### Goal
How many lines in the records below contain the string "finial", counting only matches in the same case? Reply with the number alone.

Collection entries

####################

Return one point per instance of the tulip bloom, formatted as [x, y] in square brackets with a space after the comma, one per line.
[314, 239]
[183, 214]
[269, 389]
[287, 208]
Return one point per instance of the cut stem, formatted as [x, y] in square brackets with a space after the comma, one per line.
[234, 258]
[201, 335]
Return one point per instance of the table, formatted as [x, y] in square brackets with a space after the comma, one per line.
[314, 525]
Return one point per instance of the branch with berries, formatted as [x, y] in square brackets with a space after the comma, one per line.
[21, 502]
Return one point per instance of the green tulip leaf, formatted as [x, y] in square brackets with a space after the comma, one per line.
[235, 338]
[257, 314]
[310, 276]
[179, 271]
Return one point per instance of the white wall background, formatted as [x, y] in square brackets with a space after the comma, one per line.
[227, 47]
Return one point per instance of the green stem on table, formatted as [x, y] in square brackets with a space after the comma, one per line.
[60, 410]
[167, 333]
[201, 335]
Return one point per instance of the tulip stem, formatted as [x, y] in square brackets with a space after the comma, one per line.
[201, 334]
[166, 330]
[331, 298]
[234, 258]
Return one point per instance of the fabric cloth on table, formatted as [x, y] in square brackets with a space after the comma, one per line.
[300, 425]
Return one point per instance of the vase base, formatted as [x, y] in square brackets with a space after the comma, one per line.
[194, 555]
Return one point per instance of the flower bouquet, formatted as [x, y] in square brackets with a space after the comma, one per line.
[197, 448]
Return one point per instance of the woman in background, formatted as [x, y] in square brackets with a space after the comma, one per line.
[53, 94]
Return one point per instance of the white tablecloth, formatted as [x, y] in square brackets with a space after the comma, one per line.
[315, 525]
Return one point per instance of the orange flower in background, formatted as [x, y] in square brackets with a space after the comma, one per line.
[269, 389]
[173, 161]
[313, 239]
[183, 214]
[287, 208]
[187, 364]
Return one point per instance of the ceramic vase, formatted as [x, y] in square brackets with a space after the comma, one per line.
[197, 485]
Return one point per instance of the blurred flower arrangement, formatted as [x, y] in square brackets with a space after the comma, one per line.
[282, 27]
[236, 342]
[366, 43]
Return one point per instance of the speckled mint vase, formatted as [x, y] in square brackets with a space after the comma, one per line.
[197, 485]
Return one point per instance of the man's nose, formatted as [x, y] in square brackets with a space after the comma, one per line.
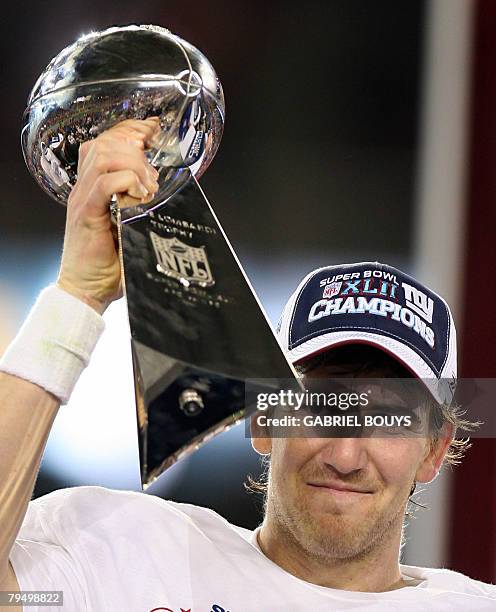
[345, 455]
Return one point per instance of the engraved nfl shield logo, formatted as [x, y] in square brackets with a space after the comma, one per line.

####################

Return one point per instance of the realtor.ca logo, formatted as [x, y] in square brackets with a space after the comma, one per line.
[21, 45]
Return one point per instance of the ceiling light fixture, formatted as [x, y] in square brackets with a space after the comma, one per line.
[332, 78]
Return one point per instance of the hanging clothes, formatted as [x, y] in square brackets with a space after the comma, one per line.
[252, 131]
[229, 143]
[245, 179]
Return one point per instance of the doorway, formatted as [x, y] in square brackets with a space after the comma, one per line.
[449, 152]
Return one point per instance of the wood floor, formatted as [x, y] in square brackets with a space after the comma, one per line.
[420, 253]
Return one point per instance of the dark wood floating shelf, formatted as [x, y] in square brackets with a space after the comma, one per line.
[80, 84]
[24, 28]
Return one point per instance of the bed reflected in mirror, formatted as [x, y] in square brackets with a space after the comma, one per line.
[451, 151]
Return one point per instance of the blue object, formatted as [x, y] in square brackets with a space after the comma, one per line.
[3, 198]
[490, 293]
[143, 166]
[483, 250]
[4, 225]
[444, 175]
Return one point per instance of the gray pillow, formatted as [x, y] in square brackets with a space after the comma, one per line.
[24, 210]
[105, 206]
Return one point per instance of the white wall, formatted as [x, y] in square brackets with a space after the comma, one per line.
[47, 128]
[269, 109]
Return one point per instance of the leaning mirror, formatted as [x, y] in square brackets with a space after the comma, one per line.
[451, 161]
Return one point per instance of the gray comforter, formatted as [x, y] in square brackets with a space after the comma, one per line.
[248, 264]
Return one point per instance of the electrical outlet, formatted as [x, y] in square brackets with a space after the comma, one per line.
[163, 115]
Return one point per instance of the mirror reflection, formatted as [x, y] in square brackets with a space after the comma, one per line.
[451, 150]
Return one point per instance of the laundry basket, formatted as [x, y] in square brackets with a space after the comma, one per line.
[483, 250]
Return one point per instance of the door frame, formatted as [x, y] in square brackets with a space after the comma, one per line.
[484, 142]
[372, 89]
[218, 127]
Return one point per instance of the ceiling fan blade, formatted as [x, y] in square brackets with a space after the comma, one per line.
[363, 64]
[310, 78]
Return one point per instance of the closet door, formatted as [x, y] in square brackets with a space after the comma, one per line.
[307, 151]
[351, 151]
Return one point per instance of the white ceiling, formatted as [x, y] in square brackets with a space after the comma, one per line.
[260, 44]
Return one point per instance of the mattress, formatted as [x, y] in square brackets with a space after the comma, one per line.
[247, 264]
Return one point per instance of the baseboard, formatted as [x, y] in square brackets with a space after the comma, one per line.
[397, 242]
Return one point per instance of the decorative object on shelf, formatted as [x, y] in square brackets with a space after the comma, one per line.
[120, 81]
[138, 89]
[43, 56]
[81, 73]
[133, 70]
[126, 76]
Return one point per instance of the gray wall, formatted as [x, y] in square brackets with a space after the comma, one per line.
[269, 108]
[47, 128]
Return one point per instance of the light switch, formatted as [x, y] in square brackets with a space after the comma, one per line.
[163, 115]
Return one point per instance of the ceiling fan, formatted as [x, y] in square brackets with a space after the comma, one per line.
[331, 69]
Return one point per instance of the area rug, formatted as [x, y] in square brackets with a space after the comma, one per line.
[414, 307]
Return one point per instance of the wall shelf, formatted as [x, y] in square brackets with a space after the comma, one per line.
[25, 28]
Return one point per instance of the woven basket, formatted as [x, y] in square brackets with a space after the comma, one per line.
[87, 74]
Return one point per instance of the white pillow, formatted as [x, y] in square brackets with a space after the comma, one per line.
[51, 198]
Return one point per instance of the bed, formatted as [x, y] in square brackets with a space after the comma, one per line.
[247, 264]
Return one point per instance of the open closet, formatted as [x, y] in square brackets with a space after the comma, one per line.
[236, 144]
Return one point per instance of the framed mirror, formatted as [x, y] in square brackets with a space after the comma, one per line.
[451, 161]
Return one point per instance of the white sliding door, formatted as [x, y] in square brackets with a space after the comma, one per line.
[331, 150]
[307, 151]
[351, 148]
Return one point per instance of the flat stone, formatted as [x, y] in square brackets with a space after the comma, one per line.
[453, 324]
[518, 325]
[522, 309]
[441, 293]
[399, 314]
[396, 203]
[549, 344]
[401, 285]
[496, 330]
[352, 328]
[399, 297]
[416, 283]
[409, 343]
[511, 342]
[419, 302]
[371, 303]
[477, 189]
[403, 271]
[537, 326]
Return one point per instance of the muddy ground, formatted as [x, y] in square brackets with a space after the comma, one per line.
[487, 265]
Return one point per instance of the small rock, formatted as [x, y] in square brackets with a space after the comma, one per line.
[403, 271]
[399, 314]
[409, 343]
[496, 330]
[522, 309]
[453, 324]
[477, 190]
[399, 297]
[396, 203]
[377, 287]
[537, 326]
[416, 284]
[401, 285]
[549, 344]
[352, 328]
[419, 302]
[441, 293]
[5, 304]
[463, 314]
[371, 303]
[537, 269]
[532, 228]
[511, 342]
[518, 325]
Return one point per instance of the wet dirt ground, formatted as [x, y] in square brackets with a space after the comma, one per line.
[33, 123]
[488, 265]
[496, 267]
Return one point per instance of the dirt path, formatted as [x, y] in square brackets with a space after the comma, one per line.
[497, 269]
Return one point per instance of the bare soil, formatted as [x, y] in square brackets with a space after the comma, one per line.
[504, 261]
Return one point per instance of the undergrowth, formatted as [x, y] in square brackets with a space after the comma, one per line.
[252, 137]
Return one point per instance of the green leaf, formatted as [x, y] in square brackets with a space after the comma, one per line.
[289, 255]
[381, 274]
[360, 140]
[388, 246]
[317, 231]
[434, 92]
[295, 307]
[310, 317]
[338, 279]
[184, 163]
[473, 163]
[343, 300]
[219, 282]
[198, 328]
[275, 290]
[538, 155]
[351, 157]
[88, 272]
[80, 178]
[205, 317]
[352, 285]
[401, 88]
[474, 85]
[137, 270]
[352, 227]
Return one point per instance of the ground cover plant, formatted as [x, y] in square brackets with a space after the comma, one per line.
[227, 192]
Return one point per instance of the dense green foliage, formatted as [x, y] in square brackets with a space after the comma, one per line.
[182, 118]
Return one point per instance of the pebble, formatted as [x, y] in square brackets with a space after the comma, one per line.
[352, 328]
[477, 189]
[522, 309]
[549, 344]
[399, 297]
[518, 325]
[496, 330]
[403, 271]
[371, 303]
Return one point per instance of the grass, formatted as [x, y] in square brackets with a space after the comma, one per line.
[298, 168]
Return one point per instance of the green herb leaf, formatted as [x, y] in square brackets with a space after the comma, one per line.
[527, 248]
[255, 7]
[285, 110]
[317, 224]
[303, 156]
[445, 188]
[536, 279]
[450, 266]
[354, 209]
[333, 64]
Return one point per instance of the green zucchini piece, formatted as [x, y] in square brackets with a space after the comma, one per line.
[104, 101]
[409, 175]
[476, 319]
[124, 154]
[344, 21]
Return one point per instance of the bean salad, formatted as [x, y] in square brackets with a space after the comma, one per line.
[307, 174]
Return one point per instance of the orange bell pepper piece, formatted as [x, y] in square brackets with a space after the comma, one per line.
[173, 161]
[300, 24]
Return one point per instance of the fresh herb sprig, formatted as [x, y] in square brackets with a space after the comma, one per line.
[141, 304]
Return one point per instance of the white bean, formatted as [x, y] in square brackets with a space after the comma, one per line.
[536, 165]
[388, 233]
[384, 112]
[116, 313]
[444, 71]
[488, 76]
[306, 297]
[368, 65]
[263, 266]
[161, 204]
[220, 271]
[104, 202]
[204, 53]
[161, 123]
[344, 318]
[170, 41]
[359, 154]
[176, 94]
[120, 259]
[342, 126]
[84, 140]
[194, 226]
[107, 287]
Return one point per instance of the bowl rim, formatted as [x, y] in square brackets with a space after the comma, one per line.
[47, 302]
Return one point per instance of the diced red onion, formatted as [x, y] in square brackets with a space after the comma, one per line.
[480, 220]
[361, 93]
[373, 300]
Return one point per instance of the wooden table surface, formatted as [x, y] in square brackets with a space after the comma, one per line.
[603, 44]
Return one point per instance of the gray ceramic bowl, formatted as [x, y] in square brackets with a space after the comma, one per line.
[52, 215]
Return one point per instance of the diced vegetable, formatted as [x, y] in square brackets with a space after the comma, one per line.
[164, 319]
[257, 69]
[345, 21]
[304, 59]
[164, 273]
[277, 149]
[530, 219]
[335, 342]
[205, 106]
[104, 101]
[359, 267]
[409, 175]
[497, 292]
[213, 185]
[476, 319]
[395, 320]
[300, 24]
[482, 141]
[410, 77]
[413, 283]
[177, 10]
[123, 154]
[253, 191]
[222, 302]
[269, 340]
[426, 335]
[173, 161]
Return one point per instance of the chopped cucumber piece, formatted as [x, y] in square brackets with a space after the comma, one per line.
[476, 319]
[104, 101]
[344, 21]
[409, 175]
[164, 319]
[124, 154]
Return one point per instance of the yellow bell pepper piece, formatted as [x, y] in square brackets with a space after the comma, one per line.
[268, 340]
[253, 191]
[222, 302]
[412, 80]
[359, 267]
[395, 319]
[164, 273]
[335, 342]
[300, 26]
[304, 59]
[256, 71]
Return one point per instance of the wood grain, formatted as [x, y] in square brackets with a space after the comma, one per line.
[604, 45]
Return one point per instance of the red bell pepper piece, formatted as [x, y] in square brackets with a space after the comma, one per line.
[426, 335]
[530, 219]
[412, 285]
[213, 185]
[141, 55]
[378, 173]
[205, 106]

####################

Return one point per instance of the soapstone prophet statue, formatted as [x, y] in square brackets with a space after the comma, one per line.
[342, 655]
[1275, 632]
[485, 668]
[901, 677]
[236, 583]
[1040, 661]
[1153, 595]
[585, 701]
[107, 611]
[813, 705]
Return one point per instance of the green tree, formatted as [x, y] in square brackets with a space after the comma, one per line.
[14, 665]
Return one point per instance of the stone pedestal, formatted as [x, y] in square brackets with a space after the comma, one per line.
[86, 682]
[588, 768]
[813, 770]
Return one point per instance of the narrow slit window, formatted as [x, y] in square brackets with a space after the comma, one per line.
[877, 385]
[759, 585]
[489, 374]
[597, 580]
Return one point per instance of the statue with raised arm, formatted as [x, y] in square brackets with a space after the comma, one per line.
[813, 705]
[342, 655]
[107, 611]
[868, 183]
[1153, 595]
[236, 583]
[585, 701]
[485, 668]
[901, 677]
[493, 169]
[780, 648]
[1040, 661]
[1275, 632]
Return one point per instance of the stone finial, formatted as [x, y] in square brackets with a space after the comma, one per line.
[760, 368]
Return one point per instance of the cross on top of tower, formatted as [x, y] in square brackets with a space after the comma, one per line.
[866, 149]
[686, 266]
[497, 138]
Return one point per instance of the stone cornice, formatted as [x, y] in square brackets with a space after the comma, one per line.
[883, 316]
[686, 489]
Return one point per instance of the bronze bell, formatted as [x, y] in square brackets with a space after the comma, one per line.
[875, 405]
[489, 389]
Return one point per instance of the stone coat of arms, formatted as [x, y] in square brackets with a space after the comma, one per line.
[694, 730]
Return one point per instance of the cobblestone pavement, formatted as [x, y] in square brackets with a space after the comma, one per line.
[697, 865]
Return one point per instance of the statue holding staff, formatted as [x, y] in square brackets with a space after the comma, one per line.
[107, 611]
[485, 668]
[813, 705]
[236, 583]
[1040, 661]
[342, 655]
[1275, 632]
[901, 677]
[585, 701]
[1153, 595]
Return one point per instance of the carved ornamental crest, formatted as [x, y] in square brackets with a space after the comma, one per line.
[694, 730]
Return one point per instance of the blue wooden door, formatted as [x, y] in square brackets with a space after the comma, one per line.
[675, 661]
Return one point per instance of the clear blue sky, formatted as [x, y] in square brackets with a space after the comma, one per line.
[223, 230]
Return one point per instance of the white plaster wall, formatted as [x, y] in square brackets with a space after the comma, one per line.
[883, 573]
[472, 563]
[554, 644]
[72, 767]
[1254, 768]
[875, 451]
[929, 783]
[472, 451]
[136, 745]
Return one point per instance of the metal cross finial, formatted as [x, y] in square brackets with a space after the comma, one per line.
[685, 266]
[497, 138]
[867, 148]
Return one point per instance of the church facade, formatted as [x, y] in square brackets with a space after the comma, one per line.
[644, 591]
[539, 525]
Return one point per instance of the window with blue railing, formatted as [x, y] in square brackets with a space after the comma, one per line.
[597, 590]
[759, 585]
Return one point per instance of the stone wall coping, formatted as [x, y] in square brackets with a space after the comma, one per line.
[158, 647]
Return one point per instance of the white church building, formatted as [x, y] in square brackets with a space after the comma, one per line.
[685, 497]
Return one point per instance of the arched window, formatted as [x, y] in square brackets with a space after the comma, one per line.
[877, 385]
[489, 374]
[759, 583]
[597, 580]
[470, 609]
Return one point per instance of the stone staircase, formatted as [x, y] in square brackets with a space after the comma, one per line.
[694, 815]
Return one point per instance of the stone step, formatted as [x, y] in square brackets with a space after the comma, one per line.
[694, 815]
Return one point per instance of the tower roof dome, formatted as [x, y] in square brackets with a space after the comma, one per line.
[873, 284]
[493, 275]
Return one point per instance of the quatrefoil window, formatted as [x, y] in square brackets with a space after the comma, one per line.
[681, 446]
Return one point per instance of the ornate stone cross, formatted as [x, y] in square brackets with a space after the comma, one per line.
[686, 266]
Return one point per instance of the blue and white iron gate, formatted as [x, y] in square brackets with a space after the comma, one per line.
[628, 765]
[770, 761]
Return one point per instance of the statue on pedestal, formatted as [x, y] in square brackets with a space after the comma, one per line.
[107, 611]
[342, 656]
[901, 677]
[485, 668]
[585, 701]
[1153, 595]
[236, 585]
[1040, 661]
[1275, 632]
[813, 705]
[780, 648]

####################

### Right answer
2